## Trecho fornecido
--------------------
/Desautorizando o sofrimento – o vírus RC

Abertura
do Seminário ‘A clínica como ela É – DESAUTORIZANDO O SOFRIMENTO’, 10 de
setembro de 2007, no Centro de Estudos do Genoma Humano, USP por Jorge Forbes

Nos dias de hoje, as pessoas recebem notícias sobre si mesmas, como cartas que
as surpreendem em sua identidade. Sabemos, por Lacan, que cada um recebe a sua
mensagem, no sentido invertido, do outro. É como dizer que retorna sobre nós a
expectativa que temos sobre o outro.

Isso é surpreendente porque nem sempre nos é tão clara a forma do pacto que
estabelecemos e o que faz com que o outro nos devolva nossa mensagem. Se isso
já não era claro, agora o é menos ainda, porque existe um outro que capta
nossas mensagens, sem que saibamos que estávamos emitindo algo. São mensagens,
por exemplo, genéticas, que o outro capta e nos diz: “Steinert’, ‘Ataxia
cerebelar’ e outros nomes, que nos batizam: “Você é isso”. Ao receber essa
resposta, as pessoas não têm o menor registro do que ela significa. E, de
repente, se dão conta de que elas são ou serão aquilo. Isso funciona, como
diria Freud, tal qual um ‘estranho familiar’ – uma coisa muito esquisita
(umheimlich, em alemão). E essa coisa esquisita não pode ser deletada.
--------------------
## Dados fornecidos

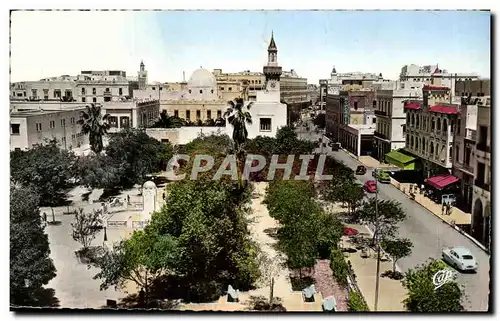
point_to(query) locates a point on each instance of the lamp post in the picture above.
(377, 244)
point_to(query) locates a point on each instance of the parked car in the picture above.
(460, 258)
(360, 170)
(370, 186)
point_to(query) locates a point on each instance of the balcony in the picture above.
(482, 185)
(380, 135)
(483, 147)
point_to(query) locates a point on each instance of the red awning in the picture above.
(432, 87)
(441, 181)
(451, 110)
(412, 106)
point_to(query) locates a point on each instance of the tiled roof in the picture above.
(412, 105)
(451, 110)
(432, 87)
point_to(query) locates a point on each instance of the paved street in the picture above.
(429, 236)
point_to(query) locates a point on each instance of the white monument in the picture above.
(149, 194)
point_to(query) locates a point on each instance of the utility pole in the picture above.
(377, 244)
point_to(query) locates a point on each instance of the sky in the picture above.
(53, 43)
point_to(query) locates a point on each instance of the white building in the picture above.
(33, 122)
(89, 86)
(391, 120)
(433, 75)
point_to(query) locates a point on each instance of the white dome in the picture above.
(202, 78)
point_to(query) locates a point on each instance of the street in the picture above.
(429, 236)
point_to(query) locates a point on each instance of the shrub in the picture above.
(357, 302)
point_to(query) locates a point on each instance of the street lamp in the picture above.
(377, 244)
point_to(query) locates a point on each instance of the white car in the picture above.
(460, 258)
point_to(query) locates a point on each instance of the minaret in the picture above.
(272, 71)
(142, 76)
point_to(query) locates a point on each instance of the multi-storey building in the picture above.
(390, 134)
(429, 129)
(88, 87)
(433, 75)
(350, 120)
(481, 218)
(474, 93)
(33, 122)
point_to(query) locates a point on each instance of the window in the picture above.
(124, 122)
(265, 124)
(14, 129)
(113, 121)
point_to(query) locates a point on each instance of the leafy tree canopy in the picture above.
(30, 264)
(422, 297)
(47, 168)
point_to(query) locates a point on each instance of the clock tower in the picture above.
(272, 71)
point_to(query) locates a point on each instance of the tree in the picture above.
(136, 155)
(86, 227)
(167, 121)
(96, 125)
(98, 171)
(47, 168)
(422, 295)
(385, 222)
(30, 264)
(397, 249)
(141, 259)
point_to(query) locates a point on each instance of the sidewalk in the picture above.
(391, 292)
(457, 216)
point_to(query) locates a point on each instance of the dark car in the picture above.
(360, 170)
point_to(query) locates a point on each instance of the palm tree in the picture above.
(96, 125)
(166, 121)
(238, 116)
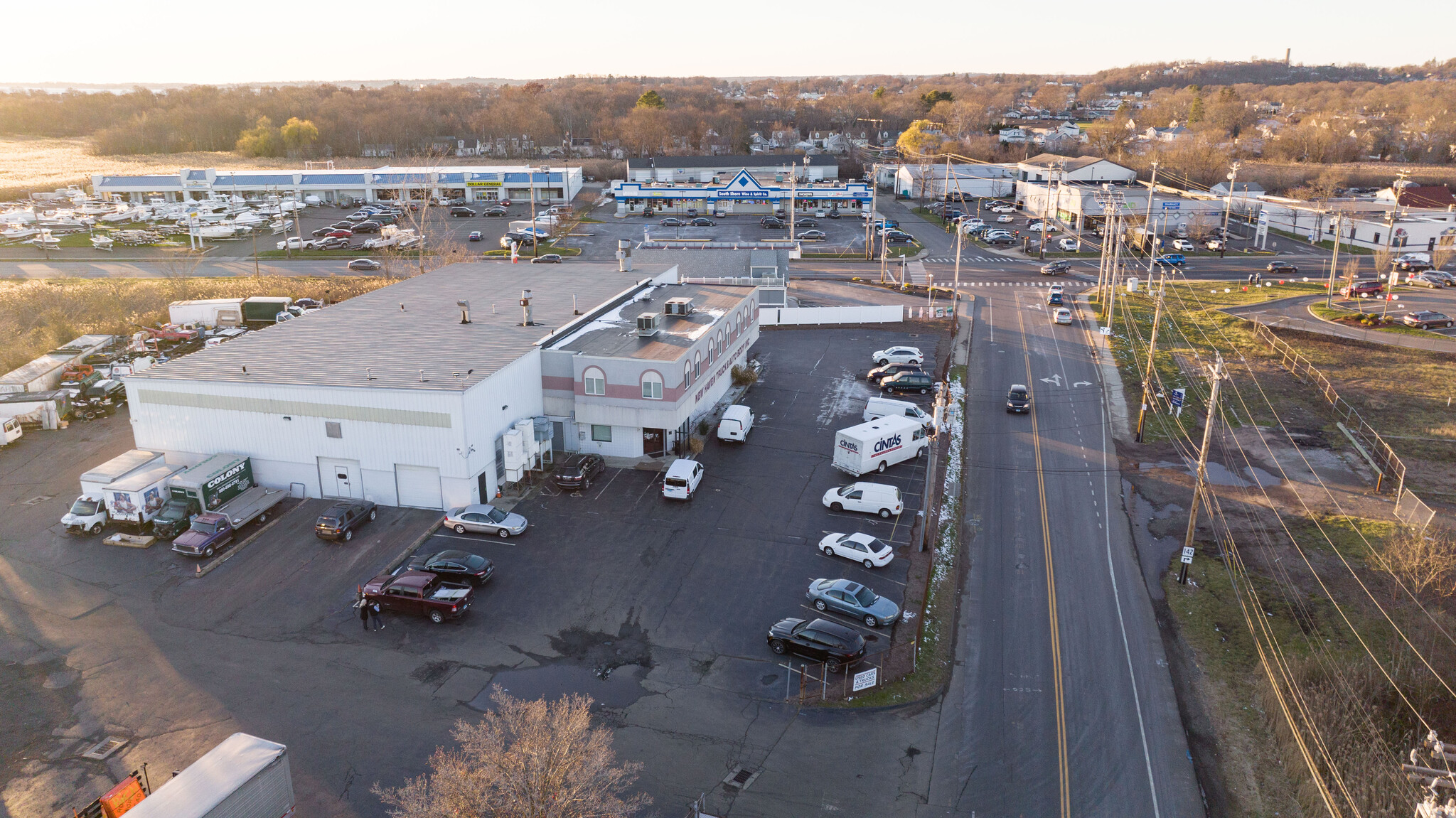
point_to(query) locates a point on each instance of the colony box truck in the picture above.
(89, 511)
(878, 444)
(242, 777)
(203, 488)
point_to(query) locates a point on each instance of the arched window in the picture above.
(651, 386)
(594, 382)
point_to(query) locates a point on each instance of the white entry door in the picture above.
(418, 487)
(341, 478)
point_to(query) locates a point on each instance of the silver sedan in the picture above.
(483, 520)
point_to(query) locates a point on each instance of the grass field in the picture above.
(41, 315)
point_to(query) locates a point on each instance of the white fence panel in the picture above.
(783, 316)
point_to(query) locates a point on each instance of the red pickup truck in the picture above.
(419, 593)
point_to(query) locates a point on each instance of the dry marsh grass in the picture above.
(41, 315)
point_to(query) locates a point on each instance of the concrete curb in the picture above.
(235, 551)
(410, 549)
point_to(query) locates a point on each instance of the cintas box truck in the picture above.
(201, 488)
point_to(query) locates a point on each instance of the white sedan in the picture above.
(899, 355)
(864, 549)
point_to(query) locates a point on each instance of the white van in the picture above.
(682, 479)
(874, 498)
(887, 407)
(878, 444)
(736, 424)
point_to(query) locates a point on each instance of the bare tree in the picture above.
(526, 760)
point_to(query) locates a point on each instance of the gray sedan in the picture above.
(846, 596)
(483, 520)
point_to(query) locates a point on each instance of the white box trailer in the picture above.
(140, 495)
(207, 312)
(878, 444)
(242, 777)
(89, 510)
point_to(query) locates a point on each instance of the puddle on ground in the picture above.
(621, 689)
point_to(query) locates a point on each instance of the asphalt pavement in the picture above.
(1064, 702)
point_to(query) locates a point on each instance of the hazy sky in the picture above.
(146, 41)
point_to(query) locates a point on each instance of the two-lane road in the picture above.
(1064, 704)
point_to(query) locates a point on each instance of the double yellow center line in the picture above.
(1051, 587)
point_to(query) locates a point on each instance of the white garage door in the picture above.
(418, 487)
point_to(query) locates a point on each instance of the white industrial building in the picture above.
(473, 184)
(412, 395)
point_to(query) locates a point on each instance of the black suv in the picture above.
(890, 370)
(340, 520)
(1018, 399)
(907, 382)
(577, 470)
(458, 566)
(822, 641)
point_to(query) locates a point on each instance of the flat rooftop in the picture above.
(408, 335)
(615, 334)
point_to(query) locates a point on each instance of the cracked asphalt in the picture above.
(267, 644)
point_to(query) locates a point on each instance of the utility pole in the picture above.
(1152, 350)
(1147, 222)
(1201, 476)
(1228, 207)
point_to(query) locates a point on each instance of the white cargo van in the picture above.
(874, 498)
(736, 424)
(878, 444)
(889, 407)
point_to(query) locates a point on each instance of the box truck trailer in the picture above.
(878, 444)
(201, 488)
(140, 495)
(242, 777)
(89, 510)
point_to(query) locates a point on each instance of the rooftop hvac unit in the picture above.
(648, 325)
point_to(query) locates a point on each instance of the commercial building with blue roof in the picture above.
--------------------
## O que fazer
a - Resuma o parágrafo do trecho fornecido que começa com “Isso é surpreendente porque”, sem perder os fatos principais.
b - Escreva os nomes de todas as pessoas citadas no trecho fornecido.

## Respostas
a - Nem sempre fica claro o pacto que fazemos nem o que leva o outro a nos devolver nossa mensagem. Agora isso fica ainda menos claro, porque existe um outro que capta mensagens que emitimos sem saber, como as genéticas. Esse outro nos dá nomes, como “Steinert” ou “Ataxia cerebelar”, e diz: “Você é isso”. As pessoas não sabem o que a resposta significa e, de repente, percebem que são ou serão aquilo. Como diria Freud, isso funciona como um ‘estranho familiar’, uma coisa muito esquisita que não pode ser apagada.

b - Jorge Forbes, Lacan, Freud